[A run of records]
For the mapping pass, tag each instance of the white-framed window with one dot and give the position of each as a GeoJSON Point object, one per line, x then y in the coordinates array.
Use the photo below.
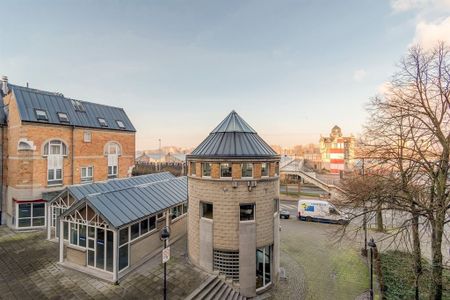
{"type": "Point", "coordinates": [225, 170]}
{"type": "Point", "coordinates": [78, 106]}
{"type": "Point", "coordinates": [55, 150]}
{"type": "Point", "coordinates": [120, 124]}
{"type": "Point", "coordinates": [113, 152]}
{"type": "Point", "coordinates": [87, 136]}
{"type": "Point", "coordinates": [264, 169]}
{"type": "Point", "coordinates": [206, 169]}
{"type": "Point", "coordinates": [102, 122]}
{"type": "Point", "coordinates": [31, 214]}
{"type": "Point", "coordinates": [247, 170]}
{"type": "Point", "coordinates": [193, 168]}
{"type": "Point", "coordinates": [87, 174]}
{"type": "Point", "coordinates": [247, 212]}
{"type": "Point", "coordinates": [178, 211]}
{"type": "Point", "coordinates": [206, 210]}
{"type": "Point", "coordinates": [63, 117]}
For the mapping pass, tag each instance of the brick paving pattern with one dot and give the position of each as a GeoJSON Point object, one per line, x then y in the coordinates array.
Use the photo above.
{"type": "Point", "coordinates": [29, 270]}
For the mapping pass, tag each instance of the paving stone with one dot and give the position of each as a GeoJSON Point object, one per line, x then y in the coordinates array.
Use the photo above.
{"type": "Point", "coordinates": [29, 270]}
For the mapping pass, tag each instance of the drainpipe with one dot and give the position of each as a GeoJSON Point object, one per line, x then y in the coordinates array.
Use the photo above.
{"type": "Point", "coordinates": [73, 153]}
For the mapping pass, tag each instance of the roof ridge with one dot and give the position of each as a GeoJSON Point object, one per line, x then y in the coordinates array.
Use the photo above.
{"type": "Point", "coordinates": [143, 185]}
{"type": "Point", "coordinates": [57, 94]}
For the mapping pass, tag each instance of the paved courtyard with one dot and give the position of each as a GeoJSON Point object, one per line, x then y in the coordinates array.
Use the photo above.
{"type": "Point", "coordinates": [29, 270]}
{"type": "Point", "coordinates": [316, 266]}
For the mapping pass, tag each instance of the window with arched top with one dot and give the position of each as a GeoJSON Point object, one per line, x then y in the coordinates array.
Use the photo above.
{"type": "Point", "coordinates": [55, 150]}
{"type": "Point", "coordinates": [112, 151]}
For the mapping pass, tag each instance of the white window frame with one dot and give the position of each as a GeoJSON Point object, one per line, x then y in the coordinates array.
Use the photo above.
{"type": "Point", "coordinates": [102, 122]}
{"type": "Point", "coordinates": [87, 178]}
{"type": "Point", "coordinates": [87, 136]}
{"type": "Point", "coordinates": [120, 124]}
{"type": "Point", "coordinates": [63, 115]}
{"type": "Point", "coordinates": [53, 158]}
{"type": "Point", "coordinates": [210, 170]}
{"type": "Point", "coordinates": [231, 172]}
{"type": "Point", "coordinates": [267, 168]}
{"type": "Point", "coordinates": [113, 159]}
{"type": "Point", "coordinates": [181, 207]}
{"type": "Point", "coordinates": [246, 177]}
{"type": "Point", "coordinates": [41, 113]}
{"type": "Point", "coordinates": [31, 215]}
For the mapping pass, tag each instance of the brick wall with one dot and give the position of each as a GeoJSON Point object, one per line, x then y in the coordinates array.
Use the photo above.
{"type": "Point", "coordinates": [26, 170]}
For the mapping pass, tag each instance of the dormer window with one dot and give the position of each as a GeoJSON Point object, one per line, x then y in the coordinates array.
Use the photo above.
{"type": "Point", "coordinates": [78, 105]}
{"type": "Point", "coordinates": [41, 115]}
{"type": "Point", "coordinates": [120, 124]}
{"type": "Point", "coordinates": [102, 122]}
{"type": "Point", "coordinates": [63, 118]}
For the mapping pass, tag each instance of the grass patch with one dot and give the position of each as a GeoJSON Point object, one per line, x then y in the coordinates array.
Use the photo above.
{"type": "Point", "coordinates": [351, 273]}
{"type": "Point", "coordinates": [398, 273]}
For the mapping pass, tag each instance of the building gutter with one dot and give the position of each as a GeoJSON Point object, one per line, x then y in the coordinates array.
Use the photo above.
{"type": "Point", "coordinates": [73, 154]}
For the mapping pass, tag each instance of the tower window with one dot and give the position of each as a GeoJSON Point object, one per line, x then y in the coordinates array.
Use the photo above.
{"type": "Point", "coordinates": [247, 212]}
{"type": "Point", "coordinates": [206, 210]}
{"type": "Point", "coordinates": [264, 169]}
{"type": "Point", "coordinates": [206, 169]}
{"type": "Point", "coordinates": [225, 170]}
{"type": "Point", "coordinates": [247, 170]}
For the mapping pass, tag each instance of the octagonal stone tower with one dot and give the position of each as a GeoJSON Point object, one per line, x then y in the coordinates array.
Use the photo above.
{"type": "Point", "coordinates": [233, 222]}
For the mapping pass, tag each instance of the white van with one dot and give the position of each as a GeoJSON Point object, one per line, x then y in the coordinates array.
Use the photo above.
{"type": "Point", "coordinates": [320, 211]}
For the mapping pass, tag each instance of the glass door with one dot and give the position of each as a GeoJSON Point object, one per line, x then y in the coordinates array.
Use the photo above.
{"type": "Point", "coordinates": [100, 249]}
{"type": "Point", "coordinates": [263, 267]}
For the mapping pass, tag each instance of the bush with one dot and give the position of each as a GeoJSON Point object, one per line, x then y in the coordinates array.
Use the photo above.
{"type": "Point", "coordinates": [398, 274]}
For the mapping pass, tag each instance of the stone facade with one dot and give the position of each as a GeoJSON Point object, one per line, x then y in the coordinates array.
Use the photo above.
{"type": "Point", "coordinates": [226, 195]}
{"type": "Point", "coordinates": [25, 169]}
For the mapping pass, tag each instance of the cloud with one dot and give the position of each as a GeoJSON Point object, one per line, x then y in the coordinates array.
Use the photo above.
{"type": "Point", "coordinates": [359, 75]}
{"type": "Point", "coordinates": [429, 33]}
{"type": "Point", "coordinates": [384, 88]}
{"type": "Point", "coordinates": [405, 5]}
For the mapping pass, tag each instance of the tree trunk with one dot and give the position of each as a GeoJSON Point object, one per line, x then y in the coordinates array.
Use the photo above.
{"type": "Point", "coordinates": [416, 250]}
{"type": "Point", "coordinates": [436, 250]}
{"type": "Point", "coordinates": [379, 216]}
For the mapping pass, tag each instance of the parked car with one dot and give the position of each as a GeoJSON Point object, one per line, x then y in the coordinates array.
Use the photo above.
{"type": "Point", "coordinates": [284, 214]}
{"type": "Point", "coordinates": [314, 210]}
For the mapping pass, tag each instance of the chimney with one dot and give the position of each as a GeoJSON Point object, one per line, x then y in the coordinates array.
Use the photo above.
{"type": "Point", "coordinates": [5, 84]}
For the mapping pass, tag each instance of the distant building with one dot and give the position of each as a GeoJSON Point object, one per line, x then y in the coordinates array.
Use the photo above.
{"type": "Point", "coordinates": [337, 151]}
{"type": "Point", "coordinates": [49, 142]}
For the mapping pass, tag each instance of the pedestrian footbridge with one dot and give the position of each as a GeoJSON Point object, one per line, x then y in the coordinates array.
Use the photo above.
{"type": "Point", "coordinates": [293, 166]}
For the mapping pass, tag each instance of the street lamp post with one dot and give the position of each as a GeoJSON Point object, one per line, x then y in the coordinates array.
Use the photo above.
{"type": "Point", "coordinates": [164, 235]}
{"type": "Point", "coordinates": [372, 246]}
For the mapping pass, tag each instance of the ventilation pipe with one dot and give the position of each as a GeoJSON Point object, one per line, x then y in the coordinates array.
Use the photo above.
{"type": "Point", "coordinates": [5, 85]}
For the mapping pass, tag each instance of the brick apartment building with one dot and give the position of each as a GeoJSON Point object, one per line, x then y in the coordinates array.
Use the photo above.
{"type": "Point", "coordinates": [50, 141]}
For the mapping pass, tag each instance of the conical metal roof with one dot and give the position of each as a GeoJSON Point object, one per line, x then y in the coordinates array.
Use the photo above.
{"type": "Point", "coordinates": [233, 137]}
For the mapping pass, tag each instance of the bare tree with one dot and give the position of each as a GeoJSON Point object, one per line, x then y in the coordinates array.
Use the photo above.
{"type": "Point", "coordinates": [407, 145]}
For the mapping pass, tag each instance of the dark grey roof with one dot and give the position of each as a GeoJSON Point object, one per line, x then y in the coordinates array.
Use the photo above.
{"type": "Point", "coordinates": [123, 207]}
{"type": "Point", "coordinates": [233, 137]}
{"type": "Point", "coordinates": [2, 113]}
{"type": "Point", "coordinates": [80, 191]}
{"type": "Point", "coordinates": [28, 100]}
{"type": "Point", "coordinates": [47, 196]}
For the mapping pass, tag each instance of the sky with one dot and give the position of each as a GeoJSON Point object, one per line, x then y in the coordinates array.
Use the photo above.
{"type": "Point", "coordinates": [291, 69]}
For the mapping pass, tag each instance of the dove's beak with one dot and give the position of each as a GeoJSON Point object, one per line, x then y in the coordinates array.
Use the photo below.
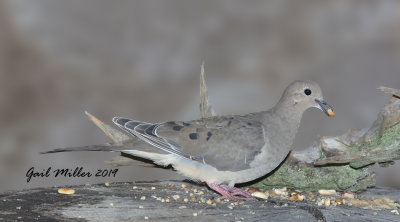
{"type": "Point", "coordinates": [324, 106]}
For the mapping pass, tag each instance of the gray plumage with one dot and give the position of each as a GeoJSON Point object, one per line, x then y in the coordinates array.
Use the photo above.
{"type": "Point", "coordinates": [223, 149]}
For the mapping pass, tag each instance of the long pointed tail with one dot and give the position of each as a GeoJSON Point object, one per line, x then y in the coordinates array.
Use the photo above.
{"type": "Point", "coordinates": [100, 147]}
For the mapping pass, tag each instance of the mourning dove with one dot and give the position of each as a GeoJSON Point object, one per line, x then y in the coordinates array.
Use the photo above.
{"type": "Point", "coordinates": [222, 150]}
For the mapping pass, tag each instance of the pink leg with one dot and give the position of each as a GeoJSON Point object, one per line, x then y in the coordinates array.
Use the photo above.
{"type": "Point", "coordinates": [231, 193]}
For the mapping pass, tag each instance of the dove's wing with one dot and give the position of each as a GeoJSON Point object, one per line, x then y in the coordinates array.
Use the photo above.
{"type": "Point", "coordinates": [224, 142]}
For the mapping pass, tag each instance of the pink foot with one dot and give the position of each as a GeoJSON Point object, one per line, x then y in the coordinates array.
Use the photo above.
{"type": "Point", "coordinates": [231, 193]}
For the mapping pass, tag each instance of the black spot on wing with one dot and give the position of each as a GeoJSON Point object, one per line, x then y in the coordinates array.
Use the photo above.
{"type": "Point", "coordinates": [177, 128]}
{"type": "Point", "coordinates": [209, 134]}
{"type": "Point", "coordinates": [120, 121]}
{"type": "Point", "coordinates": [150, 130]}
{"type": "Point", "coordinates": [193, 136]}
{"type": "Point", "coordinates": [132, 124]}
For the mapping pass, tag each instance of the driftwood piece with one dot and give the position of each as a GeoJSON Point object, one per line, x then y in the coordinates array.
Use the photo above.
{"type": "Point", "coordinates": [159, 201]}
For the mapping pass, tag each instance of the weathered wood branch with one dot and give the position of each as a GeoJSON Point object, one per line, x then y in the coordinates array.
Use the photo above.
{"type": "Point", "coordinates": [170, 201]}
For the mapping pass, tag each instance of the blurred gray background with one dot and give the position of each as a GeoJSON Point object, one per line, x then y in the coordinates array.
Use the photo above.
{"type": "Point", "coordinates": [141, 59]}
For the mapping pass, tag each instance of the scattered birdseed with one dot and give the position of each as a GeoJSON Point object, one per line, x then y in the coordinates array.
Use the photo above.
{"type": "Point", "coordinates": [327, 192]}
{"type": "Point", "coordinates": [349, 195]}
{"type": "Point", "coordinates": [66, 191]}
{"type": "Point", "coordinates": [259, 194]}
{"type": "Point", "coordinates": [253, 189]}
{"type": "Point", "coordinates": [327, 202]}
{"type": "Point", "coordinates": [297, 197]}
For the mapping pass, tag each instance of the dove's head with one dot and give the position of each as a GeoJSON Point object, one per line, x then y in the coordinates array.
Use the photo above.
{"type": "Point", "coordinates": [301, 95]}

### The task
Express the stretch from the line containing "For the mapping pass, tag each instance of the blurred" through the end of the records as a JSON list of strings, one string per line and with blank lines omitted.

### Exercise solution
[
  "For the mapping pass, tag each instance of the blurred gray background with one dot and give the position of each as a GeoJSON Point object, one per line, x then y in the coordinates array.",
  "Use the photo above.",
  "{\"type\": \"Point\", \"coordinates\": [141, 59]}",
  "For the mapping pass, tag each instance of the scattered birdseed with one dot and give the position of each as a GeoJSON Point object, one per line, x then y in the coordinates array.",
  "Use the photo above.",
  "{\"type\": \"Point\", \"coordinates\": [327, 192]}",
  "{\"type\": \"Point\", \"coordinates\": [349, 195]}",
  "{\"type\": \"Point\", \"coordinates\": [66, 191]}",
  "{\"type\": \"Point\", \"coordinates\": [259, 194]}",
  "{\"type\": \"Point\", \"coordinates\": [253, 189]}",
  "{\"type\": \"Point\", \"coordinates\": [327, 202]}",
  "{\"type\": \"Point\", \"coordinates\": [297, 197]}",
  "For the mapping pass, tag each instance of the dove's head with one dot and give the position of each as a GeoJSON Point object, one per line, x then y in the coordinates array.",
  "Use the photo above.",
  "{\"type\": \"Point\", \"coordinates\": [301, 95]}"
]